→ **Trecho do texto**:
┌──

2. A prova tem por finalidade precípua a formação da convicção do Julgador, seu principal destinatário, como bem elucida o insigne juslaboralista Manoel Antônio Teixeira Filho, em obra sobre o assunto. A admissibilidade encontra-se na esfera discricionária do Juiz, que vai averiguar da necessidade e conveniência de sua produção, em busca da verdade real.

3. A iniciativa da prova cabe às partes, e ao Juiz compete selecioná-la. O d. Juízo Monocrático não poderia indeferir pleito para redesignação de nova data para oitiva de testemunhas quando, de forma inexorável, baseia-se seu julgado única e exclusivamente, nos depoimentos colhidos em audiência e, desconsiderando a alegação de jornada diferenciada pela Recorrida, o que lhe atraiu o ônus de provar que a verídica jornada laboral era cumprida. Desconsiderou toda a farta e verídica documentação trazida aos autos pela Autora.

4. Vale ponderar que a prova testemunhal, ainda que mal interpretada, constituiria único meio de prova de que a Recorrente dispõe para confirmar a verdadeira jornada exercida no contrato havido entre as partes. Os seus cartões de ponto não foram colacionados aos autos por inexistentes, de acordo com a defesa da Recorrida, desrespeitando a norma cogente do art. 74, parágrafo 2º. Consolidado. Ressalte-se que, in casu, a discussão se concentra efetivamente em torno da sobrejornada, o que torna fundamental a produção da prova requerida.

└──

→ **Dados fornecidos**:
┌──

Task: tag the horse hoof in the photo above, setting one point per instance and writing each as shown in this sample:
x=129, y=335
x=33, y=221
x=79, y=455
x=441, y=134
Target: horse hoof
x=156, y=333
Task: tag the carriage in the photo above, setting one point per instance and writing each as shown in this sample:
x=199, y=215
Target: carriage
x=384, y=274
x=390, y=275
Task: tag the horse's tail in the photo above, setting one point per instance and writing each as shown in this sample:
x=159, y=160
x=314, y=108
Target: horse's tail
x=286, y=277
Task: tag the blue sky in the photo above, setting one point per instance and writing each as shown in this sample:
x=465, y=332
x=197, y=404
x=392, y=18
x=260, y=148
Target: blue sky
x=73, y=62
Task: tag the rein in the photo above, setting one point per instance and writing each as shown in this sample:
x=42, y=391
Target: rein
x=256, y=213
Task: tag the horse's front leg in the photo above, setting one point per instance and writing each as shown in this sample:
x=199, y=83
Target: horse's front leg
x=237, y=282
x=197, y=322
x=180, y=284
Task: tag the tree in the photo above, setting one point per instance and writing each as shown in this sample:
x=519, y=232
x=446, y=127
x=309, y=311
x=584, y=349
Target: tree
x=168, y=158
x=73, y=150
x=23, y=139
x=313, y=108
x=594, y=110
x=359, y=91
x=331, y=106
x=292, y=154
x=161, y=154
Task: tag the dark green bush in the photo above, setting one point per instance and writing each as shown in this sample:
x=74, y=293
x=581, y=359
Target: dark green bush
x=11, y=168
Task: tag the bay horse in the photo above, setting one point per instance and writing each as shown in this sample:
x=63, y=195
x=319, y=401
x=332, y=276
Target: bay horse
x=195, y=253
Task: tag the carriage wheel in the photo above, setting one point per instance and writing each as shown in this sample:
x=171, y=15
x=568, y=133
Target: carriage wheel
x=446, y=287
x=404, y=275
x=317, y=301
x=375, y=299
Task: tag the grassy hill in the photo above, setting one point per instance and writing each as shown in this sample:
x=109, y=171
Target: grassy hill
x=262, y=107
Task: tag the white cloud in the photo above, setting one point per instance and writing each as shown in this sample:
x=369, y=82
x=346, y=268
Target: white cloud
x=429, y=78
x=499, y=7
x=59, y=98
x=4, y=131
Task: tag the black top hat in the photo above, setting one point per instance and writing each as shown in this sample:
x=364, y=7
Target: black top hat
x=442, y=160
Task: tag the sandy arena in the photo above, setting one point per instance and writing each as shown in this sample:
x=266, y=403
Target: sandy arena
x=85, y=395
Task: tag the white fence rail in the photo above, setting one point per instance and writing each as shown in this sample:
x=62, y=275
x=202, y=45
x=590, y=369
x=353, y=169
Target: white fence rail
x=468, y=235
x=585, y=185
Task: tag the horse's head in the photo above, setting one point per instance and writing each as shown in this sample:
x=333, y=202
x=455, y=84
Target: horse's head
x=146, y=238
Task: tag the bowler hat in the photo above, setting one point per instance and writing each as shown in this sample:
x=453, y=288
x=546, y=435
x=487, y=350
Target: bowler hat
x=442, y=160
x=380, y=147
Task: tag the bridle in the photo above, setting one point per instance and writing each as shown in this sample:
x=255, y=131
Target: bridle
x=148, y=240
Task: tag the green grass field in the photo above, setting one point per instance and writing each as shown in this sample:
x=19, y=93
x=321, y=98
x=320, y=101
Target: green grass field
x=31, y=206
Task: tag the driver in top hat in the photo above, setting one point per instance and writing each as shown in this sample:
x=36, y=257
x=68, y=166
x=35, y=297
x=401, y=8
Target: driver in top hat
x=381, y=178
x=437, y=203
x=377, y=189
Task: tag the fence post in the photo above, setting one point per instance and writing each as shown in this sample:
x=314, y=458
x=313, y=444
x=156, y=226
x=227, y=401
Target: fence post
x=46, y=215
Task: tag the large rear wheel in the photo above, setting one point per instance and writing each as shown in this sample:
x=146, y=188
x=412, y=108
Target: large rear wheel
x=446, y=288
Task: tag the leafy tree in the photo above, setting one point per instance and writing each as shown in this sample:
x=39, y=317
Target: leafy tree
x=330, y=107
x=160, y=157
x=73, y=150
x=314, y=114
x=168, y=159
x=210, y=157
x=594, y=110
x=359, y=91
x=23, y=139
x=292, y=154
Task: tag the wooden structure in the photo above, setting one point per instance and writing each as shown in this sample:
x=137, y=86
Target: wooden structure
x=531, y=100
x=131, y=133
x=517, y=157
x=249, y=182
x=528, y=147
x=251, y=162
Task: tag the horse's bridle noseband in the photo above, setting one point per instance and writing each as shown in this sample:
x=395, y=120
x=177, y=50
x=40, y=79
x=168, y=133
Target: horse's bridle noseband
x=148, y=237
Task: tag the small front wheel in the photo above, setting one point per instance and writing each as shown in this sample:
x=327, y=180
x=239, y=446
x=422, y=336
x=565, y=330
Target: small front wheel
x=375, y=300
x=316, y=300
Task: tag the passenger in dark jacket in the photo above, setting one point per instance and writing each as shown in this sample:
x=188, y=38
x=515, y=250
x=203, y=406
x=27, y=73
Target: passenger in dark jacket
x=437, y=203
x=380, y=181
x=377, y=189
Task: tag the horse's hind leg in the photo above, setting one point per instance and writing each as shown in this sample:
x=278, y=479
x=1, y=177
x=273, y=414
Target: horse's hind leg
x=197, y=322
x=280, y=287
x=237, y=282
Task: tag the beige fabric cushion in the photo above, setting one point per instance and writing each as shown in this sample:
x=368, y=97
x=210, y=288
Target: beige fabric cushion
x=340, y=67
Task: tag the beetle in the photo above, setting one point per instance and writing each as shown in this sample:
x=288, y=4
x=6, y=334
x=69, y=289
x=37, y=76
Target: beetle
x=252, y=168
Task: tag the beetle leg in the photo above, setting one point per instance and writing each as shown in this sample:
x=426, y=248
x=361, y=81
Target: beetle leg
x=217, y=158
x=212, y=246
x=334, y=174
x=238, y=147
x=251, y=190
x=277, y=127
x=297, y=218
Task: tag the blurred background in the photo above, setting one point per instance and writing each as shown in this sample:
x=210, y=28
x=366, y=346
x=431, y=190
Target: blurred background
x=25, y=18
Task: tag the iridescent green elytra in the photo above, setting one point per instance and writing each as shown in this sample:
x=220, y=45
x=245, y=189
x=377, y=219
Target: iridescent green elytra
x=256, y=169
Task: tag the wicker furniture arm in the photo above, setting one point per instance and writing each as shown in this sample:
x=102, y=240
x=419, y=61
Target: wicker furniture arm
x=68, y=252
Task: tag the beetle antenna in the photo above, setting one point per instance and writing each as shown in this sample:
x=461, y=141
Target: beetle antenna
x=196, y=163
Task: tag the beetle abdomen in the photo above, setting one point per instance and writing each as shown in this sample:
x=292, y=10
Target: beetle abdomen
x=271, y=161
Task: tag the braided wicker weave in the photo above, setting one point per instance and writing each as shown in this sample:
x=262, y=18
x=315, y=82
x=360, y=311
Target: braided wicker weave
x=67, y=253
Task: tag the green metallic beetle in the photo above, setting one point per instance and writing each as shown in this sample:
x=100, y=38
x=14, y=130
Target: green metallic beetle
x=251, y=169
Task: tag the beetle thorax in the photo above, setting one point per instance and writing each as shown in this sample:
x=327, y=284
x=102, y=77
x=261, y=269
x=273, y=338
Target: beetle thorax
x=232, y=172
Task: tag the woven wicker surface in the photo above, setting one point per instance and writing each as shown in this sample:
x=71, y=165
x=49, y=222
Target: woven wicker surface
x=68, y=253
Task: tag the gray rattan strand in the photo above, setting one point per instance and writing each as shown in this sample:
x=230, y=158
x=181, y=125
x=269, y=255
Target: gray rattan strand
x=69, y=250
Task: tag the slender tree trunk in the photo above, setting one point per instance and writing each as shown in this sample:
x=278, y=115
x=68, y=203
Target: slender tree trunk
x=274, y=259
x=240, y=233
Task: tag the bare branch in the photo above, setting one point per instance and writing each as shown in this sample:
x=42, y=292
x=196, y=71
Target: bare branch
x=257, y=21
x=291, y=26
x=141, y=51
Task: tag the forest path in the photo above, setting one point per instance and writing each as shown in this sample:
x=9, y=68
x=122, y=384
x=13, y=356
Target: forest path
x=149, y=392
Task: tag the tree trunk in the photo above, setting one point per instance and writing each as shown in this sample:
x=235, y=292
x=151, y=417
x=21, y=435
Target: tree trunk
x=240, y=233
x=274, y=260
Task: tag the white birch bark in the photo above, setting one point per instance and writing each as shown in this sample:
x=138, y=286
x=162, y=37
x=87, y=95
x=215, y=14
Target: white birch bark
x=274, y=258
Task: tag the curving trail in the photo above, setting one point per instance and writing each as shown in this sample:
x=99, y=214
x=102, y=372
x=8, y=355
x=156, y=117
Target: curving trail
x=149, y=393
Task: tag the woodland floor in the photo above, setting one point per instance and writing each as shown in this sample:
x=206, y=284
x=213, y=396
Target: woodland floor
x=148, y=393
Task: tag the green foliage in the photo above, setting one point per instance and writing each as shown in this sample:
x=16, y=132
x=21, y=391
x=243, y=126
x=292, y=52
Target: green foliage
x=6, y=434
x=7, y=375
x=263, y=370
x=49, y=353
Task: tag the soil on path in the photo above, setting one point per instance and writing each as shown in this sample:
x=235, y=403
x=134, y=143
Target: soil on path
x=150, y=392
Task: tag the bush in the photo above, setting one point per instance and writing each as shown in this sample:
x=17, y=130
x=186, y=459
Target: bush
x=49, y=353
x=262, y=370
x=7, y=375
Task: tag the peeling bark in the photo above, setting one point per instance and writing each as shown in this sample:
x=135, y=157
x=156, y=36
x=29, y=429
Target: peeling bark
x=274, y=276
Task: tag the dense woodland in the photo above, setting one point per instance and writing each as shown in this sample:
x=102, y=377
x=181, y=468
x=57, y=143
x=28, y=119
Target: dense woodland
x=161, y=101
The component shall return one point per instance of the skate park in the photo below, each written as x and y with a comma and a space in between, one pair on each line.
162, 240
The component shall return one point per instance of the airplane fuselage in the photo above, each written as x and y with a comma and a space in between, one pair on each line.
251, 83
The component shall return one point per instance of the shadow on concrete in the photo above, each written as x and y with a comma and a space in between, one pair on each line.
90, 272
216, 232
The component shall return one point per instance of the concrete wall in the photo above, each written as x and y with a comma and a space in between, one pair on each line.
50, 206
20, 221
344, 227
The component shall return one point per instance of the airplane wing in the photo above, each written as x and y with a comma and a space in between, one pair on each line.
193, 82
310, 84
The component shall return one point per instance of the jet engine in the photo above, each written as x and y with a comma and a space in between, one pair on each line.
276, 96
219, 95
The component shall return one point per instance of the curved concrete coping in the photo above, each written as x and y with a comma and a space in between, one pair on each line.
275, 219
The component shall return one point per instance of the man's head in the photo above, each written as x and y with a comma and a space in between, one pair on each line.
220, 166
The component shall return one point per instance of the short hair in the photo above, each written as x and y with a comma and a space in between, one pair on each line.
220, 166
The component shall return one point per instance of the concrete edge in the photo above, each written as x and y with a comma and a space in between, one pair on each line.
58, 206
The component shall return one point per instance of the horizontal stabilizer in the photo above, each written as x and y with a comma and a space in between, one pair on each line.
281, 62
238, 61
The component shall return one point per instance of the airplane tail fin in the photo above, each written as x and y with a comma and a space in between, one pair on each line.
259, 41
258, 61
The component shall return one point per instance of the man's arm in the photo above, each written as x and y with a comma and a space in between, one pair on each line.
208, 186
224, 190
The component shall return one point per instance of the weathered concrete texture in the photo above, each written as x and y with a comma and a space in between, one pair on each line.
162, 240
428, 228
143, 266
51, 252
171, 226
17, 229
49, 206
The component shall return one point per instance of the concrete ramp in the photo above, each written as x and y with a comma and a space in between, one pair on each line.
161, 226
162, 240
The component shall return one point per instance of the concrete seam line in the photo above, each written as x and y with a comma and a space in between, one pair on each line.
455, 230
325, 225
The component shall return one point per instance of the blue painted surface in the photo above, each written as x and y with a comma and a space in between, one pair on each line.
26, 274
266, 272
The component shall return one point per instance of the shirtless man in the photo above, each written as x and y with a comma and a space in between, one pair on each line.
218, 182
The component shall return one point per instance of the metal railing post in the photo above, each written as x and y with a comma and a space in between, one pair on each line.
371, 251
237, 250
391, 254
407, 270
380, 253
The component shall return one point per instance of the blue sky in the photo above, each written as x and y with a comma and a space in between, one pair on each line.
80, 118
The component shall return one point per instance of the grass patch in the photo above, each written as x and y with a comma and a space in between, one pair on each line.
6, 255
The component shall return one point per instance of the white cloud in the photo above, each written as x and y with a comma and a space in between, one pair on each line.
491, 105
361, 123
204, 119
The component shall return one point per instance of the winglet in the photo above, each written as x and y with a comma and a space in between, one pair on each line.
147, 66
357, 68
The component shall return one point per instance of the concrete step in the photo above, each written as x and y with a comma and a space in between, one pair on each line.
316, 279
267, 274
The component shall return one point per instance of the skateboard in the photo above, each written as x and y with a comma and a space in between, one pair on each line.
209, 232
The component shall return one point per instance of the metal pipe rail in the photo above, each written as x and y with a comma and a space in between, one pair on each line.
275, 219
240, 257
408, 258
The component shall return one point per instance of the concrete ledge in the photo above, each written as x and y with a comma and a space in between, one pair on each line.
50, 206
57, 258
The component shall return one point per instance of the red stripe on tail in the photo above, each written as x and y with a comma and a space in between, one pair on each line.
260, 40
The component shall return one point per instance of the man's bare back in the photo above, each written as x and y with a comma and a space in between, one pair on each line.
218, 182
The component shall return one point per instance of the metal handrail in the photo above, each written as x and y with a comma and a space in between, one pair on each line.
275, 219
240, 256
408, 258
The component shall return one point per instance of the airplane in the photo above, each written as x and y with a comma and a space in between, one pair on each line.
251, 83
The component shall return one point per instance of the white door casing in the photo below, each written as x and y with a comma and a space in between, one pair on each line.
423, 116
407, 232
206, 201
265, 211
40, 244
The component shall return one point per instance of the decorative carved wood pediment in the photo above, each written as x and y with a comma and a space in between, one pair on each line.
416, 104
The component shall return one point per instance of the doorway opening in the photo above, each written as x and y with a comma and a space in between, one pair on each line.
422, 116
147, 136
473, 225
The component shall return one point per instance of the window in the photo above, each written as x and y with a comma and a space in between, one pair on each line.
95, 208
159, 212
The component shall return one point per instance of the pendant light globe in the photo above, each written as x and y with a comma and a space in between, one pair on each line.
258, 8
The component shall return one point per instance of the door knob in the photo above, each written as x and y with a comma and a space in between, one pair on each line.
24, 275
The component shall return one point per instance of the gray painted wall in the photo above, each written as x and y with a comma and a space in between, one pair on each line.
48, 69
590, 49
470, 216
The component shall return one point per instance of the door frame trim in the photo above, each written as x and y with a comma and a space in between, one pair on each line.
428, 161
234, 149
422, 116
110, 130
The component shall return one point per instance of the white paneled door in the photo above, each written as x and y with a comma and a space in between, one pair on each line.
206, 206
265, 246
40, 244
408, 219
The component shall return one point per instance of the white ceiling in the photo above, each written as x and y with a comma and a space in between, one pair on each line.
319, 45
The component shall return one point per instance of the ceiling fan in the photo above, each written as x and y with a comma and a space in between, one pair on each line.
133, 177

└──

→ **Exercícios propostos**:
1. Reproduza, sem qualquer alteração, a parte do trecho sobre a prova que se inicia com as palavras que contêm "2. A prova tem" e se encerra com "da verdade real.".
2. De acordo com o trecho sobre a prova, por que a prova testemunhal requerida é fundamental para a Recorrente? Responda em até três frases.

→ **Respostas redigidas**:
1.
2. A prova tem por finalidade precípua a formação da convicção do Julgador, seu principal destinatário, como bem elucida o insigne juslaboralista Manoel Antônio Teixeira Filho, em obra sobre o assunto. A admissibilidade encontra-se na esfera discricionária do Juiz, que vai averiguar da necessidade e conveniência de sua produção, em busca da verdade real.

2. A prova testemunhal constituiria o único meio de que a Recorrente dispõe para confirmar a verdadeira jornada exercida no contrato. Os cartões de ponto não foram colacionados aos autos, por inexistentes, segundo a defesa da Recorrida. Além disso, a discussão se concentra efetivamente na sobrejornada, o que torna fundamental a produção dessa prova.